• _TEXT_:

Children in east Ukraine need urgent care to overcome trauma of conflict – UNICEF

7 April 2017

More than 200,000 children, or one in four, in the two regions most severely affected by the ongoing conflict in eastern Ukraine require urgent and sustained psychosocial support to address their traumatic experiences, the United Nations Children's Fund (UNICEF) said today.

“The world has forgotten about this invisible crisis in eastern Ukraine, but hundreds of thousands of children are paying a heavy price, one that could last a lifetime without adequate support,” said UNICEF Ukraine Representative Giovanna Barberis in a news release, stressing the urgent need for funding to reach these traumatized children.

These children live in Donetsk and Luhansk oblasts, within 15 kilometres of each side of the 'contact-line' that divides government and non-government-controlled areas and where fighting is most intense.

They are in chronic fear and uncertainty due to sporadic shelling, unpredictable fighting and dangers from landmines and other unexploded ordinance.

Many risk their safety to get an education. Seven schools were damaged during the most recent escalation of violence in February and March, and more than 740 schools, or one in five, in eastern Ukraine have been damaged or destroyed since the conflict began in 2014.

Parents, teachers, school directors and psychologists continue to report striking behaviour changes in children as young as three years old. Symptoms include severe anxiety, bed-wetting, nightmares, aggressive behaviour and withdrawing from families and communities.

Dedicated social workers, psychologists and specially trained teachers are working around the clock. However, as the conflict drags on, additional investments are required to meet these children's needs.

UNICEF is appealing for $31.2 million to support these children and their families.

“Children should not have to live with the emotional scars from a conflict they had no part in creating. Additional support is needed now so that young people in Donetsk and Luhansk can grow into healthy adults and rebuild their communities,” said Ms. Barberis, calling on all sides of the conflict to recommit to the ceasefire signed in Minsk and end this senseless violence.

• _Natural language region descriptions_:

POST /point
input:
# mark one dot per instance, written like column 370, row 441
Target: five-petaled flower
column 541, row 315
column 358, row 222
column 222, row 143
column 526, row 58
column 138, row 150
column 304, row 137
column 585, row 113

• _BRIEF A_:
Answer these questions from the UNICEF article:
(i) How many children in the two most affected regions need urgent psychosocial support?
(ii) How many schools in eastern Ukraine have been damaged or destroyed since the conflict began?
(iii) How much money is UNICEF appealing for?
• _BRIEF B_:
Print the passage of the UNICEF article starting with "They are in" and going on through "families and communities.".
• _BRIEF C_:
Render this sentence from the UNICEF article in Spanish: "UNICEF is appealing for $31.2 million to support these children and their families."

• _WRITTEN SOLUTION A_:
(i) More than 200,000 children, or one in four.
(ii) More than 740 schools, or one in five.
(iii) $31.2 million.

• _WRITTEN SOLUTION B_:
They are in chronic fear and uncertainty due to sporadic shelling, unpredictable fighting and dangers from landmines and other unexploded ordinance.

Many risk their safety to get an education. Seven schools were damaged during the most recent escalation of violence in February and March, and more than 740 schools, or one in five, in eastern Ukraine have been damaged or destroyed since the conflict began in 2014.

Parents, teachers, school directors and psychologists continue to report striking behaviour changes in children as young as three years old. Symptoms include severe anxiety, bed-wetting, nightmares, aggressive behaviour and withdrawing from families and communities.

• _WRITTEN SOLUTION C_:
UNICEF solicita 31,2 millones de dólares para apoyar a estos niños y a sus familias.